_Records for this task_:
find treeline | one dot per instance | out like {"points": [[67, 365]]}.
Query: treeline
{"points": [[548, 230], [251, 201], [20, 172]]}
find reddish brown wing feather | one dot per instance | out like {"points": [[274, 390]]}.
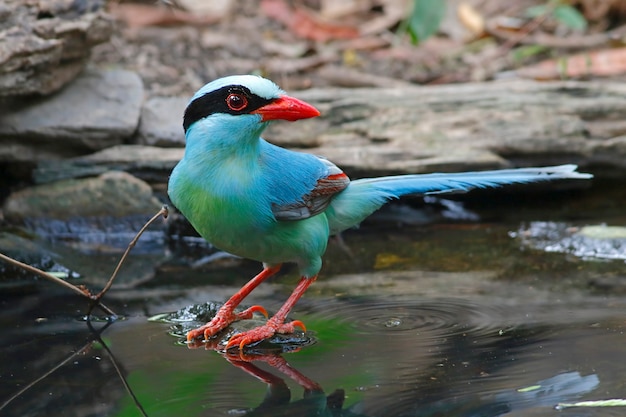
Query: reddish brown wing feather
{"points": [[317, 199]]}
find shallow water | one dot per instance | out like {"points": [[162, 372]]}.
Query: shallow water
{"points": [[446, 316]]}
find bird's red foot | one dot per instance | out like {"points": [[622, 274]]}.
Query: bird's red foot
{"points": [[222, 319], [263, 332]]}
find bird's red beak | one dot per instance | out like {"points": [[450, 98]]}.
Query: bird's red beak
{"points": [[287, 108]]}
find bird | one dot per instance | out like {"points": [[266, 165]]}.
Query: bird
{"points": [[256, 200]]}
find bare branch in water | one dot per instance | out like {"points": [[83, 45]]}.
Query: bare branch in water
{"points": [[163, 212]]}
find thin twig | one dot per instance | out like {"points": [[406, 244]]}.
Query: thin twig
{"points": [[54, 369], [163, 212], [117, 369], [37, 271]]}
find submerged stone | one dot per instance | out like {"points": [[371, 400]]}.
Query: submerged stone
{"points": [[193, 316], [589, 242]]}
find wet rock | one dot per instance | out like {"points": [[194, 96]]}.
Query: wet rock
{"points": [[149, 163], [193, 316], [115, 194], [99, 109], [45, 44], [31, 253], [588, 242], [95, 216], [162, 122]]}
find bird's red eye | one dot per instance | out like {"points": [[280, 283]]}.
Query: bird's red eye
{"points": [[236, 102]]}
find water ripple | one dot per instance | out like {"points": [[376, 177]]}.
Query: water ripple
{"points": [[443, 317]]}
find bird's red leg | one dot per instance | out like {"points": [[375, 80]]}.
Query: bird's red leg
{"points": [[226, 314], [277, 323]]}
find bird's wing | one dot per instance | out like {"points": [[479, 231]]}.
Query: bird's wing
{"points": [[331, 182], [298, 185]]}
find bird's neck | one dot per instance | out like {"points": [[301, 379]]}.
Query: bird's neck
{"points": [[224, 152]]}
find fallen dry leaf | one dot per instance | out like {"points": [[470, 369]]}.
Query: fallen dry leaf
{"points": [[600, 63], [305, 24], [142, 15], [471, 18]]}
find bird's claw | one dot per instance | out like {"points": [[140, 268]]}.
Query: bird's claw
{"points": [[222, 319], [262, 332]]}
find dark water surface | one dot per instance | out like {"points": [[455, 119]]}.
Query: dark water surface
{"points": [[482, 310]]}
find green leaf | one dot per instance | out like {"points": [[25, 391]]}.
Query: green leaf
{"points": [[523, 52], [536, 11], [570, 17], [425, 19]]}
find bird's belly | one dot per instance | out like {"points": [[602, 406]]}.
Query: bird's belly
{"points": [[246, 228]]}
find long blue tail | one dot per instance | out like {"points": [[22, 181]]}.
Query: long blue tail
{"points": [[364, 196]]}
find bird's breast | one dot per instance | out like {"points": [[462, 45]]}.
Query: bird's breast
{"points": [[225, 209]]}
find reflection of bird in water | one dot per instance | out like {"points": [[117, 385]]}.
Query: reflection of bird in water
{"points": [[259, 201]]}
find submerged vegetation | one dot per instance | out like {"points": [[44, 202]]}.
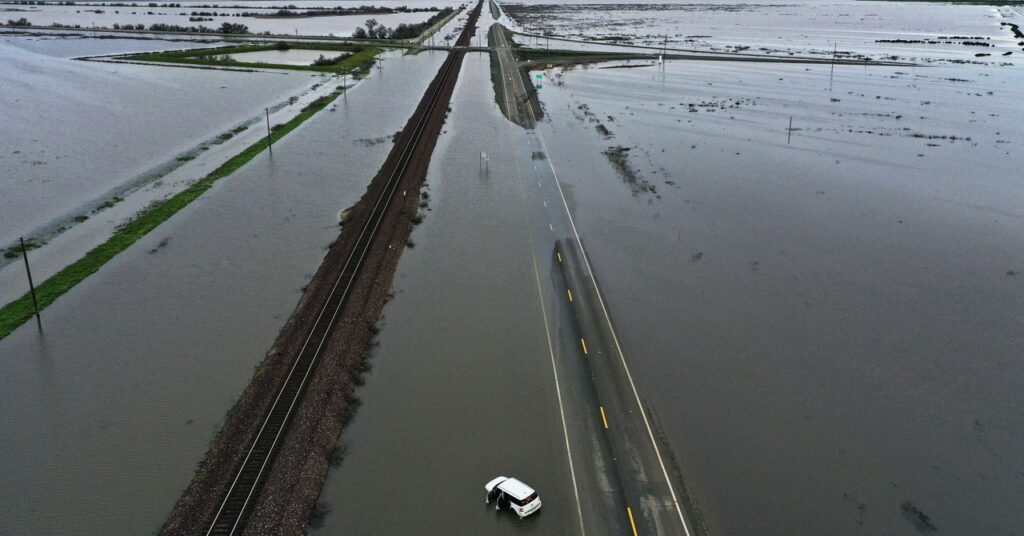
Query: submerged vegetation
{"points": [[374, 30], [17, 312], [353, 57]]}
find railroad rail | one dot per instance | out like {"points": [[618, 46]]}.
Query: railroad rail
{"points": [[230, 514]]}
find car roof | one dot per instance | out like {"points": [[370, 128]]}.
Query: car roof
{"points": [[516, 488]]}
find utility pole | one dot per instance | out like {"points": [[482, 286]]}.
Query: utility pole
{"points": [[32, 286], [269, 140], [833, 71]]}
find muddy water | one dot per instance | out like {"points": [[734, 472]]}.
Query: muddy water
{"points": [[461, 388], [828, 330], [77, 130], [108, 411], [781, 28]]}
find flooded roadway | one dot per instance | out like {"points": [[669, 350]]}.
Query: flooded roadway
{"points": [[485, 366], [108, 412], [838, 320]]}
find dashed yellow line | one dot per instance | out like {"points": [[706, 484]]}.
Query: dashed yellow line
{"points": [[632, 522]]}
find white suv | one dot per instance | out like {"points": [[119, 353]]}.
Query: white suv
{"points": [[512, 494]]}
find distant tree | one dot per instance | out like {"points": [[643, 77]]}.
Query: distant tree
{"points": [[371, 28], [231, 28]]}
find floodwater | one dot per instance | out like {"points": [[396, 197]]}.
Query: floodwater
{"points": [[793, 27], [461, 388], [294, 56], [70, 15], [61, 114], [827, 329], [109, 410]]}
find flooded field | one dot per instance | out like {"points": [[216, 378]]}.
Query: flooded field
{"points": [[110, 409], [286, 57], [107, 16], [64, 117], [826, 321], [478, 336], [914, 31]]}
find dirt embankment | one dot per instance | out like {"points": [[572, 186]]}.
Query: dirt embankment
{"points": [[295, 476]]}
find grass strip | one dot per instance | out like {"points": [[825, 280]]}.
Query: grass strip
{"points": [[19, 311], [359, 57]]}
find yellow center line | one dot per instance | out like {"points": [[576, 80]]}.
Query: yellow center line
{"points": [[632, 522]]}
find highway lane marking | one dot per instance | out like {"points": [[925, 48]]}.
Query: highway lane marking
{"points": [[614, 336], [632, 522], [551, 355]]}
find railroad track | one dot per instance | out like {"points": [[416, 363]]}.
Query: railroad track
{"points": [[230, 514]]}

--

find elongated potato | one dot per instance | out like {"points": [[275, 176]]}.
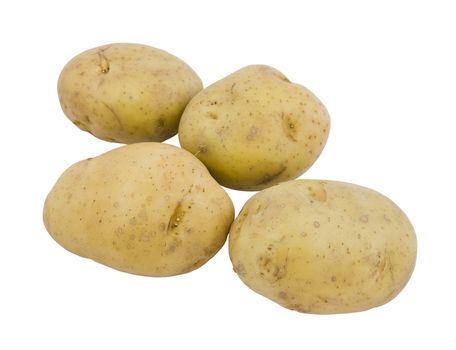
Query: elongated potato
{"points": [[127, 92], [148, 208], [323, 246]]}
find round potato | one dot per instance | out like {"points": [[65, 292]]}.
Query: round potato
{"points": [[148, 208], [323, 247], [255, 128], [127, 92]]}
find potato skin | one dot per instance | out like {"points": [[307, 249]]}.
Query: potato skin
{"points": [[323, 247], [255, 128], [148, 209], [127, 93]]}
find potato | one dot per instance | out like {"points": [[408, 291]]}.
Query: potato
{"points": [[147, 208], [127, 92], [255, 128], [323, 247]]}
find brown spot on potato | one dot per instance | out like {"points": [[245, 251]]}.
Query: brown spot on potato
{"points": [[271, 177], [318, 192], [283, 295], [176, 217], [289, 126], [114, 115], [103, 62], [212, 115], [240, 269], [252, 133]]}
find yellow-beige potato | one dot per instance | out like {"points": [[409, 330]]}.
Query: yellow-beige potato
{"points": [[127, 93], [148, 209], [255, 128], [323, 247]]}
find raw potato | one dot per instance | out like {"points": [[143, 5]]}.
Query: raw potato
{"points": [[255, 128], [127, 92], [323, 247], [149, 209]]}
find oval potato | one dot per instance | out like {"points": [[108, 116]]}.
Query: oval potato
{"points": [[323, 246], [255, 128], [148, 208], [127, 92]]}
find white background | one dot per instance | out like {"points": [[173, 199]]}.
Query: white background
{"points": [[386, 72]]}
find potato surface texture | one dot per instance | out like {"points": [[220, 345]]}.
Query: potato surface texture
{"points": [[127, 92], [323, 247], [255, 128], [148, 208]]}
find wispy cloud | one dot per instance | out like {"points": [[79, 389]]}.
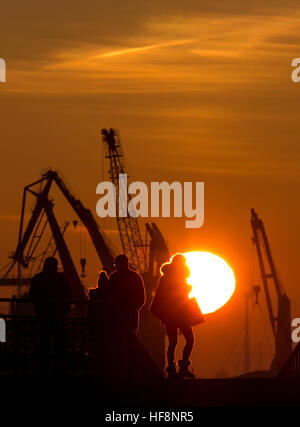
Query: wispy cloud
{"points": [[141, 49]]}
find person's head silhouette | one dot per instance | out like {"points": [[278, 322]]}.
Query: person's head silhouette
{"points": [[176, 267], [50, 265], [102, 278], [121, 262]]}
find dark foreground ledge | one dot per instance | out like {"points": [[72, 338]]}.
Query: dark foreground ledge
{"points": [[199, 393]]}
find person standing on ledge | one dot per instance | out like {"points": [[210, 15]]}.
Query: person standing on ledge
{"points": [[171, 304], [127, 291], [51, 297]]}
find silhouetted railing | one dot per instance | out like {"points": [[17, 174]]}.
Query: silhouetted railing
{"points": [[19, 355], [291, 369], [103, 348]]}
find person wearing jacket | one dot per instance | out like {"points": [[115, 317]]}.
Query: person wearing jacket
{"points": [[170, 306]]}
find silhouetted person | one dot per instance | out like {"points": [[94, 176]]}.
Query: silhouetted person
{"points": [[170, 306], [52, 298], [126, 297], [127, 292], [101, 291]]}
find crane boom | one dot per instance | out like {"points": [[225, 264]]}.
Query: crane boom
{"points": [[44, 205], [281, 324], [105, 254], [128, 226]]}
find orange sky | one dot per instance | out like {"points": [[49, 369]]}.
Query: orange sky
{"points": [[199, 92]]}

...

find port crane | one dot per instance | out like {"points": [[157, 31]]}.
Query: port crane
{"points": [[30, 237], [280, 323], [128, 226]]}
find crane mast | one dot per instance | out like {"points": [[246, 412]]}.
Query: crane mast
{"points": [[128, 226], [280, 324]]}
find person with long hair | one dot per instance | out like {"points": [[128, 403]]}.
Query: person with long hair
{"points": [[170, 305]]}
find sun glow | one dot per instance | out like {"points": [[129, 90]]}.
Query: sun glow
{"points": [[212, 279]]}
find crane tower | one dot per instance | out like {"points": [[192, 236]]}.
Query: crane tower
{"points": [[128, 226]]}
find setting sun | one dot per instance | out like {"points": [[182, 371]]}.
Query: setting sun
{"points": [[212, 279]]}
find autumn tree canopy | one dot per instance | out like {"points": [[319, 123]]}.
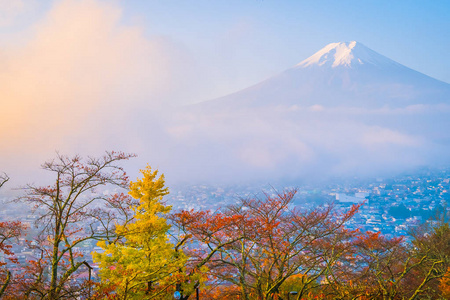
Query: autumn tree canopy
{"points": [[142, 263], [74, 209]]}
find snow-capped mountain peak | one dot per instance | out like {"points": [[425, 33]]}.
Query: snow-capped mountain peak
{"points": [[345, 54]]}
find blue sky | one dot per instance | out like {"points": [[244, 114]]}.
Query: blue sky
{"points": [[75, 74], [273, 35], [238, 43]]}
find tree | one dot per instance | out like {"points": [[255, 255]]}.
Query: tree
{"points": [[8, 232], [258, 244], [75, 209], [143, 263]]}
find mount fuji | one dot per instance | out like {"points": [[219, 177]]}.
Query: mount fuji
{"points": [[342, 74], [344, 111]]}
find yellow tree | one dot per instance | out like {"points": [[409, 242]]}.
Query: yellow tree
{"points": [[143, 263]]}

_What is needed_:
How many lines in the records contain the string "stone"? Reply with the number alone.

_Answer below_:
2